作業内容: 下のシンギュラリティ論の文章にある見出しを、題名も含めてすべて、出てくる順に挙げてください。

日本的シンギュラリティ待望論を超えて

 

 

大量の書評が書かれている新井紀子氏の新著

 

発売からだいぶん時間が経ってしまったが、数学者の新井紀子氏の新著『AI vs. 教科書が読めない子どもたち』*1 は非常に評判が良く、この種の書籍としては異例の販売実績を誇り、版を重ねているという。私も発売と同時に読ませていただき、何か書いておこうと思いながら、ついタイミングを失してしまった。だが、どうやらこのタイミングの遅れには思わぬ効用もあったと言えそうだ。というのも、多くの人に注目された本書には非常に多くの書評が書かれていて、それが第三者視点として大変参考になる。

 

書評の中には、多くの批判も含まれ、それこそ新井氏が本書で述べる、日本人の読解力の低下の証左と言えそうなものも多いが、それでも、それなりの論拠を持つ『断固たる批判者』も少なくない。断固たる批判者とは一体誰のことなのか。どうしてそのような断固たる批判者が出て来るのか。今回は主としてその『批判者』に注目して考察を進めてみたい。そうすることで、見えてくる問題は、意外に根深く、かつ重要に思えるからだ。

 

シンギュラリティは来ない?

 

新井氏は本書の前半で、『シンギュラリティは来ない』と断言する。これについては、すっきりと納得できたという感想が非常に多い一方で、少なからず批判も招いたようだ。特に目につくのは『そもそもシンギュラリティの定義が間違っている』という類の批判だ。本書をよく読めば、そこのところは主要な争点とは言えず、しかも、そこで脊髄反射して止まってしまうと、もっと大事な論点に関わる議論が深まっていかないと思われる。よって議論を噛み合わせるべく、少し補足的に代弁すると、ここは、次のように述べるべきところだと考えられる。

 

シンギュラリティの議論では、近々、人工知能が人間の知的能力を全ての点で凌駕する時が来る、という理解をしている人が非常に多いようだが、少なくとも現在の人工知能が達成できているのは、数学/数式に翻訳できることだけである。ところが人間の知的能力や認識能力には数式には翻訳できない領域も大きく(どこまで大きいのかまだ解明できてさえいない)、従ってそういう領域まで含めて人工知能が人間を凌駕するという言説には無理があり、その意味でのシンギュラリティは来ない』

 

そして、このことをさらに読者に納得してもらうために、新井氏が『数学』について詳しい説明を加えている部分も大変参考になる。

データ抜粋:

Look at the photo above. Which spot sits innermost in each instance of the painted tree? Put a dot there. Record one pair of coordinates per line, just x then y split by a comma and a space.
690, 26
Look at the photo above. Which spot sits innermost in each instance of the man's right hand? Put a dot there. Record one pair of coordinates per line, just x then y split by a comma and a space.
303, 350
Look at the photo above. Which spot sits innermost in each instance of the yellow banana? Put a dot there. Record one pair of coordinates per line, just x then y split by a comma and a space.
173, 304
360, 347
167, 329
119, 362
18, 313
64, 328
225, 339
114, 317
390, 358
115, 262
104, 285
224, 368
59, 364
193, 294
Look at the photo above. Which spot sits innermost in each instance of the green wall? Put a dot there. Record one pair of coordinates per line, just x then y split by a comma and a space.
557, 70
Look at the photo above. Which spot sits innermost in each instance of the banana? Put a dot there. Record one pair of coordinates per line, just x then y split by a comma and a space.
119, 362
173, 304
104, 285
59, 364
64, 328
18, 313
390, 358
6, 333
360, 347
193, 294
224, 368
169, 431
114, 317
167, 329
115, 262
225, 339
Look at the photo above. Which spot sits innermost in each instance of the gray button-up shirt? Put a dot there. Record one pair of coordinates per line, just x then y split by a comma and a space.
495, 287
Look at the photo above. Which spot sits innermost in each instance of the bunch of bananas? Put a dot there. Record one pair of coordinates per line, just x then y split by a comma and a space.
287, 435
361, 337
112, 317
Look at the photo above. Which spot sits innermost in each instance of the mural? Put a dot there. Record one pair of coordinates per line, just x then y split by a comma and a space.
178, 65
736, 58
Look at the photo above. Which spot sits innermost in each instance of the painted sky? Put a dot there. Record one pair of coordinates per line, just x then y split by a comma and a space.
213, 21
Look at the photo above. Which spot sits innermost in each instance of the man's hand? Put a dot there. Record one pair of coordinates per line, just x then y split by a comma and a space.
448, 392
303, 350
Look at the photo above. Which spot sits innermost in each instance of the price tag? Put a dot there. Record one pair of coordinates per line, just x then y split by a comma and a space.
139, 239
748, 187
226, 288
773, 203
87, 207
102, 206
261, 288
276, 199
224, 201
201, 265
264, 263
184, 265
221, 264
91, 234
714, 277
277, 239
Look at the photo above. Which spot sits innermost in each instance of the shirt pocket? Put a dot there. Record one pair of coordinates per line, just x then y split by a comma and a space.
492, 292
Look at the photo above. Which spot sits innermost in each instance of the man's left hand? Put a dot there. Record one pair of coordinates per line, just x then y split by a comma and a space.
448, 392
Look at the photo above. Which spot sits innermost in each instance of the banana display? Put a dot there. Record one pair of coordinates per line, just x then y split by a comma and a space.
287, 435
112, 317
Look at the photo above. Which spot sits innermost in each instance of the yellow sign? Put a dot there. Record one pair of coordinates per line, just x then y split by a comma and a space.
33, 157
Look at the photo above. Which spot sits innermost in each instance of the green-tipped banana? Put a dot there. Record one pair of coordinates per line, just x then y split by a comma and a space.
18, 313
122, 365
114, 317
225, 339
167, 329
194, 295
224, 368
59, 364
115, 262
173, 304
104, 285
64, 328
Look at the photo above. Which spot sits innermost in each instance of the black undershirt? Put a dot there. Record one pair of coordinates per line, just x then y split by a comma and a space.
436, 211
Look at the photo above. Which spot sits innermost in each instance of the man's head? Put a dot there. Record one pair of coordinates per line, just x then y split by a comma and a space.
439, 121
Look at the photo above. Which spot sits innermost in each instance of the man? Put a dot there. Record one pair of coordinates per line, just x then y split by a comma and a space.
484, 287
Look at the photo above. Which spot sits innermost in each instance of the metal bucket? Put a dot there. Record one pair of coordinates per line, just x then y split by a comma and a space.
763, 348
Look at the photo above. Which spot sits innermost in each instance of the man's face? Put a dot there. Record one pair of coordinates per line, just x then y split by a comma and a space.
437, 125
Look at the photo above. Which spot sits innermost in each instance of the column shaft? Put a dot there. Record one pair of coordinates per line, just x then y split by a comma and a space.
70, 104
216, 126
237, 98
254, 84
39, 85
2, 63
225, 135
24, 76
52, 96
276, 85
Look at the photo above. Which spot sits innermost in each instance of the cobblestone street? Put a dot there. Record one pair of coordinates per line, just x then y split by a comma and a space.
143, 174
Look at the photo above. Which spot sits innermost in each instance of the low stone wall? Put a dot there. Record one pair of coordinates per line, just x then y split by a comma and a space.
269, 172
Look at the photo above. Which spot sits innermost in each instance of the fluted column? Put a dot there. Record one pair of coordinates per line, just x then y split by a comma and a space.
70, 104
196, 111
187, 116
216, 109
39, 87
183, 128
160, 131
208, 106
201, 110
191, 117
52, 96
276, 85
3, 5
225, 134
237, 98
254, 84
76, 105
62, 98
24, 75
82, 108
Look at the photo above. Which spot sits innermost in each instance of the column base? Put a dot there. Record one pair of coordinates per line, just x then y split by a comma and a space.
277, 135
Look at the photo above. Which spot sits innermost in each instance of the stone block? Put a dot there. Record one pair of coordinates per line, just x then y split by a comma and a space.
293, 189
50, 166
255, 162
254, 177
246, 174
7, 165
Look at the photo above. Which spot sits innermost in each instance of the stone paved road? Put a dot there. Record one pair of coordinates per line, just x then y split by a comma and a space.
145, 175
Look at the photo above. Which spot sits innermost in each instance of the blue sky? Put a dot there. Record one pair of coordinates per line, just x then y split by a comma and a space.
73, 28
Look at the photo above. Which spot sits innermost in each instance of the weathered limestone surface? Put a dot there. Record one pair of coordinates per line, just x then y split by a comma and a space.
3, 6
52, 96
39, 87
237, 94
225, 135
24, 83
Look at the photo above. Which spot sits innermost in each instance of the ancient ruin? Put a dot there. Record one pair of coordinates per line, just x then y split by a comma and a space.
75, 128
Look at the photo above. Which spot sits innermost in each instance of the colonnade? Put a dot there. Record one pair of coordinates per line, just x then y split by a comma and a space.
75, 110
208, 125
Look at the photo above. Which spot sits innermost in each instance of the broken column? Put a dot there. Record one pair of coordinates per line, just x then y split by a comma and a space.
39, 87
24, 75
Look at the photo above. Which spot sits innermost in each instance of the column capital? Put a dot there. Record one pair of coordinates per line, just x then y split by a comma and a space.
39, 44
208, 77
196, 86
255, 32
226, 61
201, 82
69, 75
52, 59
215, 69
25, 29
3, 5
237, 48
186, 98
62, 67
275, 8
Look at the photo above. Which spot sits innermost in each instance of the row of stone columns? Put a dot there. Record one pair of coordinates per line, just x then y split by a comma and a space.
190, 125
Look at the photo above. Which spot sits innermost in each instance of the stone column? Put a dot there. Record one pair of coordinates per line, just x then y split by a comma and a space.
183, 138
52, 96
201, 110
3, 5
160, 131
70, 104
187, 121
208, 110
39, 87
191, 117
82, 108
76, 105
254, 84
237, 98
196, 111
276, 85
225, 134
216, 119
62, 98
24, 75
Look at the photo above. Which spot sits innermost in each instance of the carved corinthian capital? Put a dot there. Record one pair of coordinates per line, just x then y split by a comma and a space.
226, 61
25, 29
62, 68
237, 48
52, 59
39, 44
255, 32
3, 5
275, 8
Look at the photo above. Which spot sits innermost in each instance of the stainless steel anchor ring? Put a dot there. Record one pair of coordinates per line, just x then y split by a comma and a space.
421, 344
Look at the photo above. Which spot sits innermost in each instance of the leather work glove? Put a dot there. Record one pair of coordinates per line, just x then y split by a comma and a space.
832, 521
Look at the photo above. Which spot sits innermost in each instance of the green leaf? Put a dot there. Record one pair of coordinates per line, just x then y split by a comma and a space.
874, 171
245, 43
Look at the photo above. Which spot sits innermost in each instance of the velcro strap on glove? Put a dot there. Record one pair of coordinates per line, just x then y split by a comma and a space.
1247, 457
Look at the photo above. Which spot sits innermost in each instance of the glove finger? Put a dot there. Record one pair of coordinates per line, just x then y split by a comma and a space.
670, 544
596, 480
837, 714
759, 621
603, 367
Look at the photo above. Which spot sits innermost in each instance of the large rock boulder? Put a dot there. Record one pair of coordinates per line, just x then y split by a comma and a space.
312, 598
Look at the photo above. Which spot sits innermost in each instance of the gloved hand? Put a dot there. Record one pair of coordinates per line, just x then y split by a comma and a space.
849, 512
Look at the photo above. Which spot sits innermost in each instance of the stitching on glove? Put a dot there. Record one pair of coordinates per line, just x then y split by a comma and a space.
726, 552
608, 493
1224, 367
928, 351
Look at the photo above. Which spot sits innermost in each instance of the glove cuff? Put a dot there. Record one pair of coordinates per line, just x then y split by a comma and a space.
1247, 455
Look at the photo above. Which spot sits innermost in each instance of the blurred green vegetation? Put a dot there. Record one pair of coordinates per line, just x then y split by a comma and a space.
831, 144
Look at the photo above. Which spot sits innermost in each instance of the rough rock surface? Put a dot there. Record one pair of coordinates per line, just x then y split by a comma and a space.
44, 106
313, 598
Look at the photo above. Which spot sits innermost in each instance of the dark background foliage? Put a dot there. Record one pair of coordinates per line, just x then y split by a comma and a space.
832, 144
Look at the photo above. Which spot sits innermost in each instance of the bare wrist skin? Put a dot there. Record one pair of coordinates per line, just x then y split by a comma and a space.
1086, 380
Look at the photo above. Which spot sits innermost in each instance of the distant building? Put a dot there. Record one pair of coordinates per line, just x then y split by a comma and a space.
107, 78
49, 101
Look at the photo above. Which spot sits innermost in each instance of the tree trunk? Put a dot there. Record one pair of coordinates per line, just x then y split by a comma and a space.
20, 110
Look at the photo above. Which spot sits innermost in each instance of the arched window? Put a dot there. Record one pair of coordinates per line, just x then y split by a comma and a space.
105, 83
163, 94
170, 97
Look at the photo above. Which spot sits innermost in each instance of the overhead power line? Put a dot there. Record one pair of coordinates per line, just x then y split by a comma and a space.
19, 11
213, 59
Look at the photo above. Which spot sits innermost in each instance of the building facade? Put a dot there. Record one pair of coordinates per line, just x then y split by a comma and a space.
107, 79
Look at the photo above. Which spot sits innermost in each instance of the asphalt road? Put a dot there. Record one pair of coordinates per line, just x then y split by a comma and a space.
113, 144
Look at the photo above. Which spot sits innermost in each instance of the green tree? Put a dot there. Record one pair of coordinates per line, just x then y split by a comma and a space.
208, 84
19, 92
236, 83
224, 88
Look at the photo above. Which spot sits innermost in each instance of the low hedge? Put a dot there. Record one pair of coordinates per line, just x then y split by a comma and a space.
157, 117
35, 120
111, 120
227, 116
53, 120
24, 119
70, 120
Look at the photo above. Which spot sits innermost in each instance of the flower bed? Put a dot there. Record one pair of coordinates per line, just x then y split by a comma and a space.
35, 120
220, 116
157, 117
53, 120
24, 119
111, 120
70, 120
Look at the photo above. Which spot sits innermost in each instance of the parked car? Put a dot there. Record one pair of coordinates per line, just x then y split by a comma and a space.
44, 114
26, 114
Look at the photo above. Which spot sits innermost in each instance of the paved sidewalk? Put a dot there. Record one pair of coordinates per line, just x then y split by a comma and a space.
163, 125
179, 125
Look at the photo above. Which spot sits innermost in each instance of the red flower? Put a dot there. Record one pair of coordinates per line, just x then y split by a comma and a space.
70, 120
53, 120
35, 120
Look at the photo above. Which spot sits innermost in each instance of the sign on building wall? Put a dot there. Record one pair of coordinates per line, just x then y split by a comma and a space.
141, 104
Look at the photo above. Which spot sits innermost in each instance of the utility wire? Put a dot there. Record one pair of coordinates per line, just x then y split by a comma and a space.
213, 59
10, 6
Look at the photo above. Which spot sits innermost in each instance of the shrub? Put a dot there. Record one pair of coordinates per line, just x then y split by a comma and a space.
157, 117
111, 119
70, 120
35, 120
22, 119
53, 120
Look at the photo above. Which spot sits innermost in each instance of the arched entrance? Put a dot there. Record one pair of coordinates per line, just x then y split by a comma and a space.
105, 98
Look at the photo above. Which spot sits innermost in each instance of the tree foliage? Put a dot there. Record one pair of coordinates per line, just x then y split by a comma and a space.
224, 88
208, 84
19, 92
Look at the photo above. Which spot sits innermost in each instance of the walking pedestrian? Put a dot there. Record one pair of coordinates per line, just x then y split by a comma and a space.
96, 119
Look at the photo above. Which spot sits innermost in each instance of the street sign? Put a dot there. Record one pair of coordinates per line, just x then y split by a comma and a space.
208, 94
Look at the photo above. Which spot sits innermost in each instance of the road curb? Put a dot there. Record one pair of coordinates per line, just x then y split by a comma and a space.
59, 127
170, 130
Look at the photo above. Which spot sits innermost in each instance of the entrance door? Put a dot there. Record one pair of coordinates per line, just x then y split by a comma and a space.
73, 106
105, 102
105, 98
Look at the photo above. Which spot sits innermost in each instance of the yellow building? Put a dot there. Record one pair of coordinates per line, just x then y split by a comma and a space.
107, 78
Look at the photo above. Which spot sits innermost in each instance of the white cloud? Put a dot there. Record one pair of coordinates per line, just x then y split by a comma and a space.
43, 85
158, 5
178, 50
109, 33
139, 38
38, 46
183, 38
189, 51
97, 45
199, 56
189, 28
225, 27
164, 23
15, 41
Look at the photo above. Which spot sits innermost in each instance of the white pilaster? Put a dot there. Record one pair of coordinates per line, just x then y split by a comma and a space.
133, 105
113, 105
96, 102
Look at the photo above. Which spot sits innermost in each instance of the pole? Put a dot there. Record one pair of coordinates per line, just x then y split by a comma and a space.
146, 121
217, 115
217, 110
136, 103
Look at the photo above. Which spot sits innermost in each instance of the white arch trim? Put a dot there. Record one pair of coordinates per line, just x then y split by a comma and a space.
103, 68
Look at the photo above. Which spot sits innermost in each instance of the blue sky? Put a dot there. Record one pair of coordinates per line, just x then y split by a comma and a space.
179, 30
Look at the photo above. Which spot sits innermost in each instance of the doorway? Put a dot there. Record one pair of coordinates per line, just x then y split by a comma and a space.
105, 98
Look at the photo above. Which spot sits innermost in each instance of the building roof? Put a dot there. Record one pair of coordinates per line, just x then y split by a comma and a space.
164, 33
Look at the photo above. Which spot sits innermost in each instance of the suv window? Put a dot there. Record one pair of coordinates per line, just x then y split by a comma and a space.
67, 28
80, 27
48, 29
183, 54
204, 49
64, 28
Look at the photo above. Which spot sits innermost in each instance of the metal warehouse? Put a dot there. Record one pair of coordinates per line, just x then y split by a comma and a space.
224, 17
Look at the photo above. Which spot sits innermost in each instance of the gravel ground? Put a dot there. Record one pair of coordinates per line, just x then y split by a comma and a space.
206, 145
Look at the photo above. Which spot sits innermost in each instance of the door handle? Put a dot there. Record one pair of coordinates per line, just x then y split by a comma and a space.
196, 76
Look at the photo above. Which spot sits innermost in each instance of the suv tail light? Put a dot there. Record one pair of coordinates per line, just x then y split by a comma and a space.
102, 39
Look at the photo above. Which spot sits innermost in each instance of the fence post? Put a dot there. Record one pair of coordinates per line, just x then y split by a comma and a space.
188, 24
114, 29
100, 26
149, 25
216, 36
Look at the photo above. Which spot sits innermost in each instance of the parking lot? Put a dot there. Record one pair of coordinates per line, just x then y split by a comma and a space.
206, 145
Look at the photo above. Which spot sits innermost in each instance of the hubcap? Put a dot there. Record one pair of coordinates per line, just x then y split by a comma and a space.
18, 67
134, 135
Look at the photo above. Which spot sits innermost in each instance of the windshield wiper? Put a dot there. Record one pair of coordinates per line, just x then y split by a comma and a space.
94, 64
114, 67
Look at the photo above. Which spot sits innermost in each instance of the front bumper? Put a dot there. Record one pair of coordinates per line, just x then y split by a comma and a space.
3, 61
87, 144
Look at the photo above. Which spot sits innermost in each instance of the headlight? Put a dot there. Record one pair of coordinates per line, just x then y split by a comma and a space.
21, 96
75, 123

出力結果:
日本的シンギュラリティ待望論を超えて
大量の書評が書かれている新井紀子氏の新著
シンギュラリティは来ない?